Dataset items

..........

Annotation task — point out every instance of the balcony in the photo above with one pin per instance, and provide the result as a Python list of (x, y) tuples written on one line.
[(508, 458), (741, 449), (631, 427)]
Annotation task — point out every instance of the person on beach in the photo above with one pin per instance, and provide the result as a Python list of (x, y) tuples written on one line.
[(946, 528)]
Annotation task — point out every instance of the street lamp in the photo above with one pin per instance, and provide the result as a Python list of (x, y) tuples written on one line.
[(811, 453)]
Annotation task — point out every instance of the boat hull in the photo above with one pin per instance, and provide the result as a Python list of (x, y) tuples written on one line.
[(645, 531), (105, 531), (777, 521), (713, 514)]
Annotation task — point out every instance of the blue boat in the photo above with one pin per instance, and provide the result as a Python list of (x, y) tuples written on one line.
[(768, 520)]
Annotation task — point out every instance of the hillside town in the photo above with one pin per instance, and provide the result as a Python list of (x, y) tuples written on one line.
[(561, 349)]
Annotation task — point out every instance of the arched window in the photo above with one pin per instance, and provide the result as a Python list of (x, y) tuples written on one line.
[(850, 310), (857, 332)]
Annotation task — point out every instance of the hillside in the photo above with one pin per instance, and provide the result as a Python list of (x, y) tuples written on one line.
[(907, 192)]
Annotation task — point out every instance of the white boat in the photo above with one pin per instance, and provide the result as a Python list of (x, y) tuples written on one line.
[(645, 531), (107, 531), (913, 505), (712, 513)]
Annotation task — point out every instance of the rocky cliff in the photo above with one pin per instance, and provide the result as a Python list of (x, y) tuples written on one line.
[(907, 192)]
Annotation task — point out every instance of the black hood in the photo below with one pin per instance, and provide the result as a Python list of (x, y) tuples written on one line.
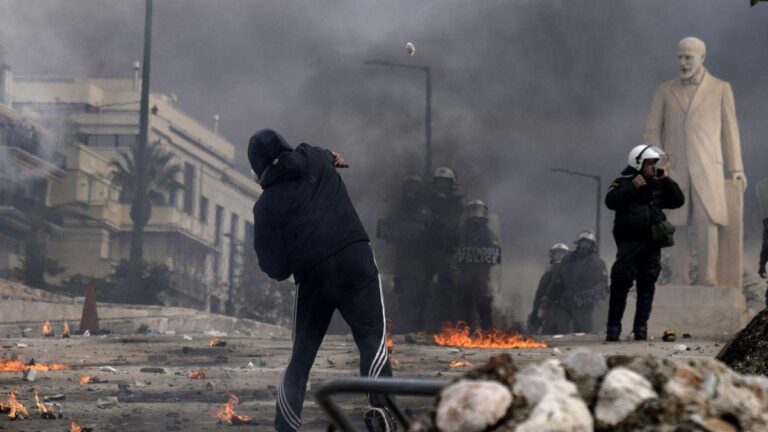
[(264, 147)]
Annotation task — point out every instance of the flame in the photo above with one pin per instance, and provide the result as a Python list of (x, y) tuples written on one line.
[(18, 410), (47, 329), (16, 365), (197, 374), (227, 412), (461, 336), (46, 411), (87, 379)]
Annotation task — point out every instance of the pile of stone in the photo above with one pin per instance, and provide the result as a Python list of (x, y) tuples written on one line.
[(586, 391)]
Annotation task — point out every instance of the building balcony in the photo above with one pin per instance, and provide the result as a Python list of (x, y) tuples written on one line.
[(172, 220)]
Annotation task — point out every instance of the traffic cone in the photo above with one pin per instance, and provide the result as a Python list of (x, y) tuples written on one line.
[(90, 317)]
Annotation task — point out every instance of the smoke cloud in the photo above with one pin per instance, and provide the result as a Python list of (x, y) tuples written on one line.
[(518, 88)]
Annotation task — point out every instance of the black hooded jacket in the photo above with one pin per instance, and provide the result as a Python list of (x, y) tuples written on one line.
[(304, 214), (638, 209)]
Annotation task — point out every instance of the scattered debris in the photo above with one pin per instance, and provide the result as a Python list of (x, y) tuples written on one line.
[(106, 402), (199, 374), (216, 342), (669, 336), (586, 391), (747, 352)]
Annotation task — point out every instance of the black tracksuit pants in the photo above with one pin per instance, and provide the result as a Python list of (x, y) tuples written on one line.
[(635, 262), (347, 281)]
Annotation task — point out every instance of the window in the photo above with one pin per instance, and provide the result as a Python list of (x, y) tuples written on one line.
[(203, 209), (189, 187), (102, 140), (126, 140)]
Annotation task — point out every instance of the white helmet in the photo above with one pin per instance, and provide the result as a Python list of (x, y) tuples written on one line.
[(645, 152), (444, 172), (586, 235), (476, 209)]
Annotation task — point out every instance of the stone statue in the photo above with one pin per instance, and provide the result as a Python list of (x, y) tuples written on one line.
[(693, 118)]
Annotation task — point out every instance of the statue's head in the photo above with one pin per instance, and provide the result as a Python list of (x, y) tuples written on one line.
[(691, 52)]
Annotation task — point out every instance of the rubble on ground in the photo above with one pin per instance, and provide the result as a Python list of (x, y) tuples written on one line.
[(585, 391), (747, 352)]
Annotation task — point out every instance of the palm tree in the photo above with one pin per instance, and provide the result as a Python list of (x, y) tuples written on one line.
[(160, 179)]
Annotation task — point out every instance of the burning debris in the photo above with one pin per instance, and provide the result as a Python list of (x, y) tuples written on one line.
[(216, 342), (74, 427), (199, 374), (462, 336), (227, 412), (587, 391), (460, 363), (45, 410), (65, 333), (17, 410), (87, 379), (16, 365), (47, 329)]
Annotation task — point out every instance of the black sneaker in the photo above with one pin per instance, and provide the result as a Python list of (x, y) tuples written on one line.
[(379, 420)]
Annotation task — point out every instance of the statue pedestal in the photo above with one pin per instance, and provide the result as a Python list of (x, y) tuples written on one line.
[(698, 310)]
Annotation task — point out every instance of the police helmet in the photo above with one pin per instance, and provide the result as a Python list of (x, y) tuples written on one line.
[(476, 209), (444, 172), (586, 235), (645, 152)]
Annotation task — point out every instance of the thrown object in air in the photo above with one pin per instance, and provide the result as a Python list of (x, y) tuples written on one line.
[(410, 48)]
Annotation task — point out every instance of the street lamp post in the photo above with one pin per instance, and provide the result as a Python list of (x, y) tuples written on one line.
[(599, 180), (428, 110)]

..........

■ **What is being asked**
Copy the lines verbatim, starting at the line containing "Annotation task — point out every instance of the arched" and ending at the line containing "411), (87, 379)]", both included. Omit the pictures from your copy.

■ **Solution to the problem**
Annotation task — point out every instance of the arched window in the photo above with one pin per instance, and provide the result as a Python list of (x, y) tuples written on one line.
[(850, 310), (857, 332)]
Annotation task — point out every instance of the hillside in the photo above with one pin per instance, and provide the result as a Python list of (x, y) tuples written on one line.
[(907, 192)]
Annotation task — point out every instance of the white boat in the photo above with one pin per instance, and provide the result as a Python list of (x, y) tuples written on one line.
[(645, 531), (107, 531), (913, 505), (712, 513)]
Annotation task — point out every instance of the rocky cliff in the photo above with one pin per instance, and provide the result as a Python list of (x, y) tuples written on one line.
[(907, 192)]
Annotation task — point out every instance of the black hood in the photo below with one pin per instance, and provide the result as a Python list of (x, y) tuples written on one line.
[(264, 147)]
Annotation task — point out every instance of the flame in the photo above with one pin per instance, and provide the result as a Python list of (x, y) tuples written on one line.
[(18, 410), (47, 329), (16, 365), (197, 374), (227, 412), (461, 336), (46, 411), (87, 379)]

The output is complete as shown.